# THE TASK:
Where the records hold the string "person", show the whole line it sits on.

== Segment start ==

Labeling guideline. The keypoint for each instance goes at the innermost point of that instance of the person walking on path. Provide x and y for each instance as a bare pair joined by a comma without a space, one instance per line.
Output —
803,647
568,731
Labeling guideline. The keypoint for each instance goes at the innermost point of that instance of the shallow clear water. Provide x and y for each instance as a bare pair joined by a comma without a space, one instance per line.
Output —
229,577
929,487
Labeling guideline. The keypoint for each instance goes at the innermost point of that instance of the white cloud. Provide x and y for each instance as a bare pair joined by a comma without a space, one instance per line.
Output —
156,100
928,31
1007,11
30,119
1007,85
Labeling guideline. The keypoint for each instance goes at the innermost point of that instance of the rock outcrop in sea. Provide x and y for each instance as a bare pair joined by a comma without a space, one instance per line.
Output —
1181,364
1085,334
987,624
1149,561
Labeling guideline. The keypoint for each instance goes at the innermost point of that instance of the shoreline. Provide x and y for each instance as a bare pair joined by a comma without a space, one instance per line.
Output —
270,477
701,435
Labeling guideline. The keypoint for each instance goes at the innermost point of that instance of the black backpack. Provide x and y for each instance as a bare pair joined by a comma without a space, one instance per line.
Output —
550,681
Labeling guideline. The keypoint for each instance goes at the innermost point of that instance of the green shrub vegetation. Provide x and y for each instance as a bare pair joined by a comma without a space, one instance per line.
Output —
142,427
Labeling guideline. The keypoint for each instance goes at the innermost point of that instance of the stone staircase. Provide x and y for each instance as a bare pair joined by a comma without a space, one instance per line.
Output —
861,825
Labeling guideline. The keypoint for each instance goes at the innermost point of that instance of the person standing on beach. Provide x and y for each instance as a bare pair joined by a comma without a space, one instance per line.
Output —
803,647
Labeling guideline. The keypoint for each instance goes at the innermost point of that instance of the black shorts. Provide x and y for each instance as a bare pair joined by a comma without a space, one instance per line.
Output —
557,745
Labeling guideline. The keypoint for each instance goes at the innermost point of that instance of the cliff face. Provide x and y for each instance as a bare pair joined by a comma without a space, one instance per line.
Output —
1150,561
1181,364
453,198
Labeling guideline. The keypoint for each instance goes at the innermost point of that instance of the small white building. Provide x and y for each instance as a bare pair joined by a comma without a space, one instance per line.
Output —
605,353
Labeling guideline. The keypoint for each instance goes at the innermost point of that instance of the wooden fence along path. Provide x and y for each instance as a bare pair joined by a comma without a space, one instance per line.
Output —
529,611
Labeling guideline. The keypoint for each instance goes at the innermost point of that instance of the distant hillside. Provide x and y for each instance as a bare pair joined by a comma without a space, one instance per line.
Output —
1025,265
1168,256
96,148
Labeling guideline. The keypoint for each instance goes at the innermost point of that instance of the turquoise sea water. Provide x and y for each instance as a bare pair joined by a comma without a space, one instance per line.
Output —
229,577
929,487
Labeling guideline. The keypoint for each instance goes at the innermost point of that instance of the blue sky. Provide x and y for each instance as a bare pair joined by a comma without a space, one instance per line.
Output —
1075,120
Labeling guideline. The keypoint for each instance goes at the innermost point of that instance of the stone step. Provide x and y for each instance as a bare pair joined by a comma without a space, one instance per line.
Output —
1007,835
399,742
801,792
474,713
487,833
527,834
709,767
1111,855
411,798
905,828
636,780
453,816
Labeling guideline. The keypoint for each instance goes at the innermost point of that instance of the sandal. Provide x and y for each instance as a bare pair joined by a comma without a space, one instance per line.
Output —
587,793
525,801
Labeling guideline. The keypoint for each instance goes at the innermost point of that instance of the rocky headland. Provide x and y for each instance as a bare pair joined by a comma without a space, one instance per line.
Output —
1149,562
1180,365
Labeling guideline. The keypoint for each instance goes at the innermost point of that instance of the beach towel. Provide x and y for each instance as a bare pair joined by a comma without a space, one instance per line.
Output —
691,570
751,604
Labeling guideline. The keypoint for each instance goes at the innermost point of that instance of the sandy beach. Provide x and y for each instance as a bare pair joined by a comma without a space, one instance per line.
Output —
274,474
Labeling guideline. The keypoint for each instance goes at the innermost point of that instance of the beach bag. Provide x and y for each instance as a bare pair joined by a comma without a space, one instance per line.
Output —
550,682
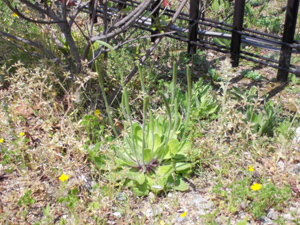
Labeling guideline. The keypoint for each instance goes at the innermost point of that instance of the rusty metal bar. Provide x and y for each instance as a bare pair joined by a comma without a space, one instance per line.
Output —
288,37
154,19
236,38
193,26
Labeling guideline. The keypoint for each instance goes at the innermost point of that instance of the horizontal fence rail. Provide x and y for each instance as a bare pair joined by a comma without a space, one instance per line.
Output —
285,45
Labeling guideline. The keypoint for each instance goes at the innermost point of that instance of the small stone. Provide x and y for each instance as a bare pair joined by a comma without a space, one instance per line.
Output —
295,169
287,216
117,214
121,197
157,211
201,212
272,214
266,220
181,219
280,164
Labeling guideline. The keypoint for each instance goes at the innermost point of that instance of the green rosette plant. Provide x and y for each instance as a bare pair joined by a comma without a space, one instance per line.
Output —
156,151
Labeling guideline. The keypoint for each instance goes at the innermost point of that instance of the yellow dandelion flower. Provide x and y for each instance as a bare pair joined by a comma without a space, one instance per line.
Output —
64,177
183,214
97,112
250,168
256,187
161,222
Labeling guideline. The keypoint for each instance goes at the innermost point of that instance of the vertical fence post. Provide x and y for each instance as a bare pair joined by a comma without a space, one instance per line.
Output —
238,20
154,19
288,37
193,26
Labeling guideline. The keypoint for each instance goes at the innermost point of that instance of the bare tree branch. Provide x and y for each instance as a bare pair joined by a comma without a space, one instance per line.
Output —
32,43
142,60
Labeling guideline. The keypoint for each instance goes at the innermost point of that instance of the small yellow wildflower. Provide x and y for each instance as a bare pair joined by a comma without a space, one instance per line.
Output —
64,177
97,112
256,187
250,168
183,214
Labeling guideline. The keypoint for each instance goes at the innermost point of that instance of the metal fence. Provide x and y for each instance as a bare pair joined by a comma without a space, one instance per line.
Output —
236,32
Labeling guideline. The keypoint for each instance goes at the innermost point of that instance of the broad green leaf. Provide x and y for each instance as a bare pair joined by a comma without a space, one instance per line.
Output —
164,170
180,185
173,147
140,178
147,156
182,166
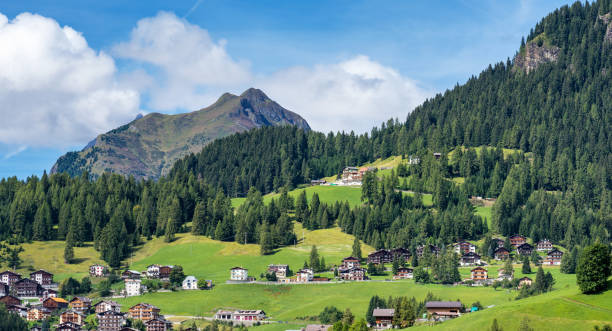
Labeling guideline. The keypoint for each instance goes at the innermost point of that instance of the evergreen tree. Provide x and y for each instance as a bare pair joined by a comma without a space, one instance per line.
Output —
593,268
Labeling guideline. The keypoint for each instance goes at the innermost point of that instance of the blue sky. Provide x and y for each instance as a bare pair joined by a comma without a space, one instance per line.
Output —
294,51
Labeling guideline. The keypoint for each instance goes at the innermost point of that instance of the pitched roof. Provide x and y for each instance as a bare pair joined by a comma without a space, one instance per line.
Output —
443,304
381,312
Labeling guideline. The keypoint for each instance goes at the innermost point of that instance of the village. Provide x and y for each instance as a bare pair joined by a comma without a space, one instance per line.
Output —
37,298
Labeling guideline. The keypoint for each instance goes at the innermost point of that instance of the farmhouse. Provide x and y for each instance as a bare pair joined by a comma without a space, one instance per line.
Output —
524,249
143,312
469,259
72,316
9,278
9,300
401,254
356,273
110,320
164,272
501,253
42,277
239,274
517,240
479,274
190,283
403,273
440,310
158,324
133,287
380,256
383,317
525,281
280,270
103,306
544,245
131,274
80,304
97,270
27,288
153,271
434,250
464,247
38,313
350,262
304,275
553,257
54,304
68,327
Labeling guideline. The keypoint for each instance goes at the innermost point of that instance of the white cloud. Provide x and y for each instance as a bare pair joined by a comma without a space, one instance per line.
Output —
355,94
193,68
54,89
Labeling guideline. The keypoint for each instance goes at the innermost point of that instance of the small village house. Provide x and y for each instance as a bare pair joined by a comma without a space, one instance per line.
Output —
544,245
68,327
383,317
80,304
464,247
97,270
158,324
164,272
131,274
479,274
501,253
190,283
524,249
27,288
517,240
469,259
380,256
143,312
153,271
106,305
9,300
279,270
434,250
54,304
133,287
42,277
239,274
525,281
441,310
38,313
9,278
304,275
553,257
403,273
350,262
356,273
72,316
110,320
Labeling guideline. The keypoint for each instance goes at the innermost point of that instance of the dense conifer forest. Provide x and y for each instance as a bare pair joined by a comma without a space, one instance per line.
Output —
557,185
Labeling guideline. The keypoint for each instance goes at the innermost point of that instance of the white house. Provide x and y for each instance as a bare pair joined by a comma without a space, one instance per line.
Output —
304,275
153,271
133,287
190,283
238,273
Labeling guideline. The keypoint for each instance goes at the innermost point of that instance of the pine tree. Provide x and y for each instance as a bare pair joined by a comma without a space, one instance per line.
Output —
356,249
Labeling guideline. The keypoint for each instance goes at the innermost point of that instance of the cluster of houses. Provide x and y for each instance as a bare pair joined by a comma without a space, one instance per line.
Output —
72,314
244,317
39,285
518,242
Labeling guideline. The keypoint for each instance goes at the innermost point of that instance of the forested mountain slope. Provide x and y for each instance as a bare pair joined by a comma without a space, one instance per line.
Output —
148,146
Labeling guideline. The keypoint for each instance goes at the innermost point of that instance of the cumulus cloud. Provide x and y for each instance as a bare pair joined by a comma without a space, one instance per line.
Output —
54,89
192,67
355,94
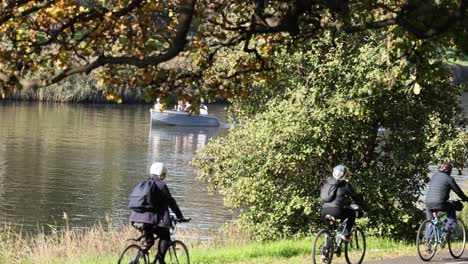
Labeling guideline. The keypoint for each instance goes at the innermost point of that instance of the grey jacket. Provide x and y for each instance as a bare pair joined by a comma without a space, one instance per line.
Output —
160,216
438,193
343,192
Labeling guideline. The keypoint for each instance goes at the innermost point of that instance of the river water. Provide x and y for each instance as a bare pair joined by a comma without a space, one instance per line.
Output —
83,160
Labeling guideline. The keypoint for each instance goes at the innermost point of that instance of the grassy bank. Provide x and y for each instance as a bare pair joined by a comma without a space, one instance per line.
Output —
103,245
77,89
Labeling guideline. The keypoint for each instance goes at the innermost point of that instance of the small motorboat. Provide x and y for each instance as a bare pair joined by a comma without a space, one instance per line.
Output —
182,118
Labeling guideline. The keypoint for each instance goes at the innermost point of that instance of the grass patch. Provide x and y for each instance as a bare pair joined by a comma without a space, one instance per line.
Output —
102,245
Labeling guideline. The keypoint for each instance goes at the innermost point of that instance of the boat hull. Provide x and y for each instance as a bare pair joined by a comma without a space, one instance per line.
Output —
179,118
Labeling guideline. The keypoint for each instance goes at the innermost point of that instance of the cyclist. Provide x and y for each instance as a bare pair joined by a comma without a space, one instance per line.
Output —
339,207
437,196
158,220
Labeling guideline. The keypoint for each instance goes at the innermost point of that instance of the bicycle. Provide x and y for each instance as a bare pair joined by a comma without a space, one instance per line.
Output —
431,234
138,252
329,241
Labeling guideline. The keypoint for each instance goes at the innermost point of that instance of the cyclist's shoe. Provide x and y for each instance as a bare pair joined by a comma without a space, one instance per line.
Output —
428,247
346,238
324,258
160,259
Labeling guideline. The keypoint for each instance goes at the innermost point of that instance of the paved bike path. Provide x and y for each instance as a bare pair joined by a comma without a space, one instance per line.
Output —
438,258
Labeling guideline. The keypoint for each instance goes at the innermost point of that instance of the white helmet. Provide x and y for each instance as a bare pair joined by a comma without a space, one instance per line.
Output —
158,168
340,172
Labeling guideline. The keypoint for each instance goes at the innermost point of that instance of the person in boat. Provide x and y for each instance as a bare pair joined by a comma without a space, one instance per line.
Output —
158,106
203,109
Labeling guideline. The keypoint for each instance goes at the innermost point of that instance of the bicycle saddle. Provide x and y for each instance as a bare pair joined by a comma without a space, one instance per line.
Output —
329,217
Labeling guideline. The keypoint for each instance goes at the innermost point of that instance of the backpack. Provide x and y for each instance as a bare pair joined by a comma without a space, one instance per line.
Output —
144,197
328,192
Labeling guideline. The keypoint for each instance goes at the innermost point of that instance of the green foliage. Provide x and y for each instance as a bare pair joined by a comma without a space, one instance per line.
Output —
344,102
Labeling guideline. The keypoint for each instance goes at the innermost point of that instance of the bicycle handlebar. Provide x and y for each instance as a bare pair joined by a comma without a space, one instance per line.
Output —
180,220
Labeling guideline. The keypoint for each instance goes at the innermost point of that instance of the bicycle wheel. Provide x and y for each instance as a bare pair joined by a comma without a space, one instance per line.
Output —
426,240
457,239
322,247
178,253
356,249
133,254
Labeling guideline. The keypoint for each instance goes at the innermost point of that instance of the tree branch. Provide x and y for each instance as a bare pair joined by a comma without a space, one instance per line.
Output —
187,11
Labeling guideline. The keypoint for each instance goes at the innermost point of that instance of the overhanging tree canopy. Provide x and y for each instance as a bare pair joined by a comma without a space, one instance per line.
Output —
56,39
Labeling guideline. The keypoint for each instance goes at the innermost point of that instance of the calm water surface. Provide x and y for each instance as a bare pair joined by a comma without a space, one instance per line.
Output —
84,160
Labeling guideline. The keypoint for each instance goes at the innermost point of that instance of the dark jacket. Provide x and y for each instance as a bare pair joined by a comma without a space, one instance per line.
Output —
439,190
160,215
343,192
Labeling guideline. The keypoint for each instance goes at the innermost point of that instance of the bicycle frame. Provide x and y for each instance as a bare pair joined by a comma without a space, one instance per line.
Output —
439,232
337,230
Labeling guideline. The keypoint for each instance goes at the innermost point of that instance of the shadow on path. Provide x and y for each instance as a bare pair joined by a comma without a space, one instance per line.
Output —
438,258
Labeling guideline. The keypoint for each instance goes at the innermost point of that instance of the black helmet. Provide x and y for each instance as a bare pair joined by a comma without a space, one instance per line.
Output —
445,167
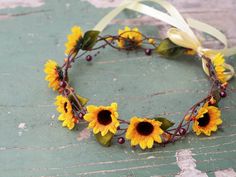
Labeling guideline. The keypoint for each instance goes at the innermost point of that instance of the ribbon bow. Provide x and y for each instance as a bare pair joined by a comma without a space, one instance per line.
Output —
182,35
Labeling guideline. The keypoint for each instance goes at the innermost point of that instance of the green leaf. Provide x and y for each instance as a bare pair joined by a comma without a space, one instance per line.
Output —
104,140
89,39
83,101
216,96
165,122
169,49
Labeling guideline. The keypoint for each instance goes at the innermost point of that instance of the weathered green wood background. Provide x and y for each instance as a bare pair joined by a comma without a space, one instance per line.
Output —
32,141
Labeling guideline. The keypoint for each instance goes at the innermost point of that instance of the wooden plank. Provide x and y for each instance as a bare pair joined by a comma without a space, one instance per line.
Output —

== Segment end ==

# RESPONSE BELOW:
Labeling guideline. The keypoint for each instance goes at the innermost point of that instance of the person walking on path. Provide x and y for each instance as a bare pair joined by a comma without a space, one instance per line.
Labeling guideline. The keypoint for each instance goes at the innermost point of that instance of the person standing on beach. Provide x and y for each instance as a bare pair joined by a comma without a space, one instance per line.
Labeling guideline. The keypoint for each instance goes at the innermost point of that instance of the person in boat. Provide x and y for each instance as a bare pair joined by a comma without a space, one instance per line.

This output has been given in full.